___ Data to process

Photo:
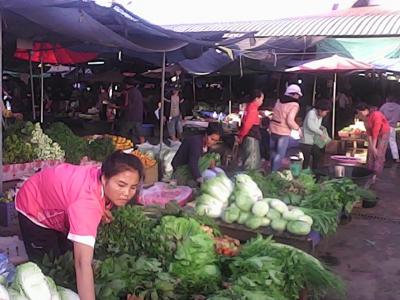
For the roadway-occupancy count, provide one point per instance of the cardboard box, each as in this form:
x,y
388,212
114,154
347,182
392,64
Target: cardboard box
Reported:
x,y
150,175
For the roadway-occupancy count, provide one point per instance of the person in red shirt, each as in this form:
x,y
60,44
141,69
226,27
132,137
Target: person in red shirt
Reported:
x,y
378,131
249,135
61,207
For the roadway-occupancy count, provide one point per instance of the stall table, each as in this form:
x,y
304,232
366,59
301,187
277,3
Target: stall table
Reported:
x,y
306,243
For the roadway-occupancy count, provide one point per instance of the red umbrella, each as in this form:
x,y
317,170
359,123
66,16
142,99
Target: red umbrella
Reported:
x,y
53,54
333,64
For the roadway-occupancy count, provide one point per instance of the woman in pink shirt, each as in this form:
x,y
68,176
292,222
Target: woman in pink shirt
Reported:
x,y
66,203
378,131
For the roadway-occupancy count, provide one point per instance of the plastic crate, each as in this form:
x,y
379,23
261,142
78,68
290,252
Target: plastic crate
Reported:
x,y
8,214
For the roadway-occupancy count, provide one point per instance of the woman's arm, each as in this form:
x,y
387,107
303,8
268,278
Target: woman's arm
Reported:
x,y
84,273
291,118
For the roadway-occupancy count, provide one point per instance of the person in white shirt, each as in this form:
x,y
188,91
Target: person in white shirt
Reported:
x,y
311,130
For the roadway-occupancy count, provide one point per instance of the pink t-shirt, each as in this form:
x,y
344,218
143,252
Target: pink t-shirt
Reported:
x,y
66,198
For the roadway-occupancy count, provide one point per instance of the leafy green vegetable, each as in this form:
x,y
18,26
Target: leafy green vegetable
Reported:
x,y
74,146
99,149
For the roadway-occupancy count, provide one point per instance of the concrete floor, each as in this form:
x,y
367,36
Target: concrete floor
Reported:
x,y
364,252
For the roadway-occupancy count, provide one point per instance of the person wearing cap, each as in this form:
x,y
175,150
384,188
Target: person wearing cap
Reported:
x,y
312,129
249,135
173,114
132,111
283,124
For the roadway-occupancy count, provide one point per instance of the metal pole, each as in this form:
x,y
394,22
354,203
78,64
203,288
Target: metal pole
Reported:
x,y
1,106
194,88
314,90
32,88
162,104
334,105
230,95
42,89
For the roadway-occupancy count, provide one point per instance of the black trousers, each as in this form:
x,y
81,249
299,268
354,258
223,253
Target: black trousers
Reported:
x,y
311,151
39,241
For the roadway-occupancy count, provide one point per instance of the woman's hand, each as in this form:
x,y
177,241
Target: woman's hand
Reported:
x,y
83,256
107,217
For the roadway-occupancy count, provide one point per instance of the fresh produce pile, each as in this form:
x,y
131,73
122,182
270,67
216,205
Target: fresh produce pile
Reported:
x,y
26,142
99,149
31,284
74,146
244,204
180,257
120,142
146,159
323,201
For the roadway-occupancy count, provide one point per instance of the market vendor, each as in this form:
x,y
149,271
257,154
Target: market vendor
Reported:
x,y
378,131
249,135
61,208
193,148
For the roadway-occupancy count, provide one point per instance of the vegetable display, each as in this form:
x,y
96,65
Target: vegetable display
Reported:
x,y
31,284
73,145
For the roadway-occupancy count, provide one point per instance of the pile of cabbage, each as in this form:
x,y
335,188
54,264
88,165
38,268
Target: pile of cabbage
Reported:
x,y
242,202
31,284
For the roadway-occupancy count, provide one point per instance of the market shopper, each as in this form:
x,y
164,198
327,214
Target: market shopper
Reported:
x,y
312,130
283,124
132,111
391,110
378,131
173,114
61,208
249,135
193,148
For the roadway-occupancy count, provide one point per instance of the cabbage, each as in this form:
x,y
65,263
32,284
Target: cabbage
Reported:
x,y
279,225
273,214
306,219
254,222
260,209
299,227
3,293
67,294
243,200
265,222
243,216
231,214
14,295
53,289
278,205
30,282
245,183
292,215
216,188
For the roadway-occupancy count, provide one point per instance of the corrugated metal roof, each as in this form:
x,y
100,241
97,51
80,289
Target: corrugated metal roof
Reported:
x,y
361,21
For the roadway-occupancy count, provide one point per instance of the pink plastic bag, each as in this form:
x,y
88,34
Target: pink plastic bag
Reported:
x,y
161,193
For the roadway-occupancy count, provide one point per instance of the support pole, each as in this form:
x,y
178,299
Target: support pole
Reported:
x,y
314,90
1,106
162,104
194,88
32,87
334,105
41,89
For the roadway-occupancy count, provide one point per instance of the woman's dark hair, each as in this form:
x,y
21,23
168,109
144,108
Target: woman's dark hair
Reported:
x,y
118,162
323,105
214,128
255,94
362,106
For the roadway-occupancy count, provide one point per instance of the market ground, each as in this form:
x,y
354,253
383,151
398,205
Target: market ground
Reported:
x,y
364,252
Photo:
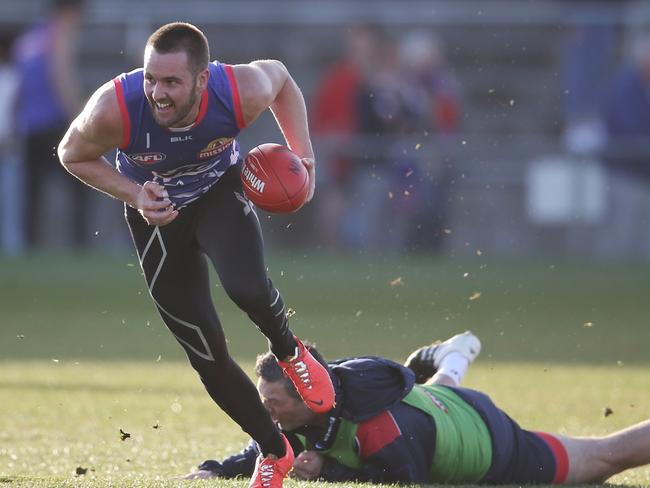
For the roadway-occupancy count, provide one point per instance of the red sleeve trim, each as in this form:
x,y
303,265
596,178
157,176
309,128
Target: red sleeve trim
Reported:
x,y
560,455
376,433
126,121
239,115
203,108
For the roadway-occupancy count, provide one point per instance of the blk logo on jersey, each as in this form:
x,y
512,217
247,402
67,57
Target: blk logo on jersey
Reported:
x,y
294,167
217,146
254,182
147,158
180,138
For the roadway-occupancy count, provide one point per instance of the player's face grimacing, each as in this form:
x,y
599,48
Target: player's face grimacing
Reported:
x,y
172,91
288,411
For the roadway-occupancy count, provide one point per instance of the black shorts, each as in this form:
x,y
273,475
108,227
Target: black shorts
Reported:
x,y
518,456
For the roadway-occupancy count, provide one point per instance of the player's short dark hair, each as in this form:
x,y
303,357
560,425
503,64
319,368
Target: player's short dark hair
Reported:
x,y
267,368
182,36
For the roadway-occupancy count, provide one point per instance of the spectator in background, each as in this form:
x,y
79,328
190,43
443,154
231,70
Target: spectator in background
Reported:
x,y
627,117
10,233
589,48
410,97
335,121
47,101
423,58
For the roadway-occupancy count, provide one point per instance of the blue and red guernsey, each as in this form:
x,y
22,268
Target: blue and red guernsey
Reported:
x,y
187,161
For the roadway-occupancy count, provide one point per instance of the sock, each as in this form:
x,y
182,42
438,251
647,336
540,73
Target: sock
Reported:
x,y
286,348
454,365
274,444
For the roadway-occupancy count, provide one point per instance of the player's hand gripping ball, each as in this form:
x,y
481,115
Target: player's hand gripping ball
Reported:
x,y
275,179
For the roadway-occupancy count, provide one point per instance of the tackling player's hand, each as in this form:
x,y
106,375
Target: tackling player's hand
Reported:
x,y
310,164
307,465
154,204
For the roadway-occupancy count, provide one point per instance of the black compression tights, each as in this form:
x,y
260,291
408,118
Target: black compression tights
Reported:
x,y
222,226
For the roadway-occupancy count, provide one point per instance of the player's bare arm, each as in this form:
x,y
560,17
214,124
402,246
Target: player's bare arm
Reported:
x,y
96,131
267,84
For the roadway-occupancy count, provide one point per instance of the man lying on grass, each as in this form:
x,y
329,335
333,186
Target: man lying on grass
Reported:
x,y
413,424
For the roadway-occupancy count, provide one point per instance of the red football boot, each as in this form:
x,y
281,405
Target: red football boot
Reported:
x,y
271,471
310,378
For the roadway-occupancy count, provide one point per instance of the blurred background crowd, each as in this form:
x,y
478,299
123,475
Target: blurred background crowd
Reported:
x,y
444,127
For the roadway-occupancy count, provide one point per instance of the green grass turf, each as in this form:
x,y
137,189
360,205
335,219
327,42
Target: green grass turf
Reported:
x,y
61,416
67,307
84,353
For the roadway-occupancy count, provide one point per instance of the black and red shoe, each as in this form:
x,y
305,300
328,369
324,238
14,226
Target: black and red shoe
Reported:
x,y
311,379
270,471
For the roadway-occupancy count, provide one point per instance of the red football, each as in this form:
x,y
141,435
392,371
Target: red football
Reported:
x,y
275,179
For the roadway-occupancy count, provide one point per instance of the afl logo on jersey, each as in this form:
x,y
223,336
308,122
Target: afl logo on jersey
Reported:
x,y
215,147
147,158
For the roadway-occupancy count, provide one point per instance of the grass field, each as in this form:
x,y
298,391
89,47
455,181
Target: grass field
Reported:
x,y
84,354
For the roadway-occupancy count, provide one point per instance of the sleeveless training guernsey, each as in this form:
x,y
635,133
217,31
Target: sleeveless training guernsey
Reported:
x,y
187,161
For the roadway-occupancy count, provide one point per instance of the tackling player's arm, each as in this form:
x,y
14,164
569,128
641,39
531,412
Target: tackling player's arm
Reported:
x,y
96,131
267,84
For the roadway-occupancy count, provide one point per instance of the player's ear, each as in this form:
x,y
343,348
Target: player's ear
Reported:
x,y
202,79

______
___ Data to process

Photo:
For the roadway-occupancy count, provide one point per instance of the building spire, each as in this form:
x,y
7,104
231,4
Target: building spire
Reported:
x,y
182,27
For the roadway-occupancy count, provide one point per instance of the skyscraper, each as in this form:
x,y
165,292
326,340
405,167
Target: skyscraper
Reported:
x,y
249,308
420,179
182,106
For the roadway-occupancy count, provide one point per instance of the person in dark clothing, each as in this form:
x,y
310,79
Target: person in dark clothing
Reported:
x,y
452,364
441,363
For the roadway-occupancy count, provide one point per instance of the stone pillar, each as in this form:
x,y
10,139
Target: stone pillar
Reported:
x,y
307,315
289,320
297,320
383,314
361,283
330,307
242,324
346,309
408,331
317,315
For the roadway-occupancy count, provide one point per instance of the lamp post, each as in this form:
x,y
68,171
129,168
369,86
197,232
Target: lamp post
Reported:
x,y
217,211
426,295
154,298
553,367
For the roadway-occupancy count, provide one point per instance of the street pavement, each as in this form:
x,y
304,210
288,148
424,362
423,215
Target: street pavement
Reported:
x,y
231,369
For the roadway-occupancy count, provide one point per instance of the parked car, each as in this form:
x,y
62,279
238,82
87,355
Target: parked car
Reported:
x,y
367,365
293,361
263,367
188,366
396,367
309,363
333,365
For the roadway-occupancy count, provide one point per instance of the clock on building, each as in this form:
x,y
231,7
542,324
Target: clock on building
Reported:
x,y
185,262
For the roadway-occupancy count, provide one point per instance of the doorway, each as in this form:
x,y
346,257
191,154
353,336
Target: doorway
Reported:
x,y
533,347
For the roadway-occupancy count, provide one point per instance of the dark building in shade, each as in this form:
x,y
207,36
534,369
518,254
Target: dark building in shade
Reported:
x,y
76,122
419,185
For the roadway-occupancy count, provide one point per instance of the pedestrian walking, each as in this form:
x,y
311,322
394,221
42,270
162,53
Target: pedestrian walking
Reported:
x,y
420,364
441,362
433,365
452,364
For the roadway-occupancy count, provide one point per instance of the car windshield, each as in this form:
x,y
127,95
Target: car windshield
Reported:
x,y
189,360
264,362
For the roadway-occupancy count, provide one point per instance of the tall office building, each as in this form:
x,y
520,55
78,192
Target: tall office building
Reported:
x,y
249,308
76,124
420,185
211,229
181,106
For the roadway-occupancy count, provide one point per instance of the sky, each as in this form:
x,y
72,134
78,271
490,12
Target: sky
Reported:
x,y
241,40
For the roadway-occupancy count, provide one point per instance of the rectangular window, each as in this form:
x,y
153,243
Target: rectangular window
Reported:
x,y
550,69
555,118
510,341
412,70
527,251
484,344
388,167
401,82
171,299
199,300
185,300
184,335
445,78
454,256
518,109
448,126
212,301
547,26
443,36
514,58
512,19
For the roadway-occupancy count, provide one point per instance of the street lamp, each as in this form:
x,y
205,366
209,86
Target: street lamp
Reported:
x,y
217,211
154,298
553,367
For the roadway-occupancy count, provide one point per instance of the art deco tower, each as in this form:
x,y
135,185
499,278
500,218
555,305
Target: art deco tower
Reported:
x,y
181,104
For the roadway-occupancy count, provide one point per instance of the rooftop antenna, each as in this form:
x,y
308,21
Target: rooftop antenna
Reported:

______
___ Data to process

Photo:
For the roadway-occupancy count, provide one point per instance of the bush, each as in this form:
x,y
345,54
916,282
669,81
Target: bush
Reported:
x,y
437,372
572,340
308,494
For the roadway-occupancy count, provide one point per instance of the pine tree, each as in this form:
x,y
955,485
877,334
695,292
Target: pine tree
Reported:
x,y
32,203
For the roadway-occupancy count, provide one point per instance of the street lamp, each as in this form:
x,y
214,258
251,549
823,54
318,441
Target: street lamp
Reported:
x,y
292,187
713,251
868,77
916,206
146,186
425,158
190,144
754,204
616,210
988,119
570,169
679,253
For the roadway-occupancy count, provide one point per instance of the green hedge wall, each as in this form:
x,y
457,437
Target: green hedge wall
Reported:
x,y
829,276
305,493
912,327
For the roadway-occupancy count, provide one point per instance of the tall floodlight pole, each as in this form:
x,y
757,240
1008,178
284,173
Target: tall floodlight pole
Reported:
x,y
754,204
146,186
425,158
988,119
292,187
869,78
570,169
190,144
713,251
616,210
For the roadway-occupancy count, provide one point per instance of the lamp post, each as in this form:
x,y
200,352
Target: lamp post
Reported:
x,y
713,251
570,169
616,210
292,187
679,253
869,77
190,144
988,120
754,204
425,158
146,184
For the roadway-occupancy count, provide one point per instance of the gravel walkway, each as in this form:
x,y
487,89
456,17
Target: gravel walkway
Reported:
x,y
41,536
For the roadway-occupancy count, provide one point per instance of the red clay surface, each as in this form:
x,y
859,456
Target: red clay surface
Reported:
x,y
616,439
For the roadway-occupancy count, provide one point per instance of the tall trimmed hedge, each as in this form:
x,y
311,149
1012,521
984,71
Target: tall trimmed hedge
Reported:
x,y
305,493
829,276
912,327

______

Problem to work on -> Which lines of data above contain the string "clothing"? Gather all of them, copying each line whole.

Correct output ->
For the roadway-occupancy count, provide one point per instance of the person in dark clothing, each as in this form:
Target: person in dark clothing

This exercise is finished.